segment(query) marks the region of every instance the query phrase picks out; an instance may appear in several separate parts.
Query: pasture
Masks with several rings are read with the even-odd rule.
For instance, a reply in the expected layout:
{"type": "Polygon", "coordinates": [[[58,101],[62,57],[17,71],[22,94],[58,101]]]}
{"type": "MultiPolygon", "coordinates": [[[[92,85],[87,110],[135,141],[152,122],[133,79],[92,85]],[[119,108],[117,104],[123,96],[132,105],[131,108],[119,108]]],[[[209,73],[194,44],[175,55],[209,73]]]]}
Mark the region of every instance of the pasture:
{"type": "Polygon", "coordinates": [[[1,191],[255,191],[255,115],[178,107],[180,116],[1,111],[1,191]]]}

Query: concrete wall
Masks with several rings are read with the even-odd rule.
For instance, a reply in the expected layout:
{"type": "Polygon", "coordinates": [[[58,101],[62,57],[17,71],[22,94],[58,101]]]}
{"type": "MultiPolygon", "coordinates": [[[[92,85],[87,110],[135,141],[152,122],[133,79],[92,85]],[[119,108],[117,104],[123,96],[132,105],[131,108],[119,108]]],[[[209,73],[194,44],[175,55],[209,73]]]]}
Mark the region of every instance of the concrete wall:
+++++
* Problem requirements:
Copy the items again from the line containing "Query: concrete wall" through the end of the items, changing "concrete wall" to "stone wall" and leaving everything else as it is.

* Answer below:
Query: stone wall
Masks with several rings are read with the even-odd rule.
For instance, a reply in the expected layout:
{"type": "Polygon", "coordinates": [[[58,101],[62,57],[17,71],[22,94],[58,101]]]}
{"type": "MultiPolygon", "coordinates": [[[[92,85],[87,110],[135,141],[152,122],[133,79],[92,85]],[[119,108],[117,104],[123,96],[132,105],[131,108],[119,108]]],[[[209,73],[194,44],[175,55],[209,73]]]]}
Mark the region of every instance of the stone wall:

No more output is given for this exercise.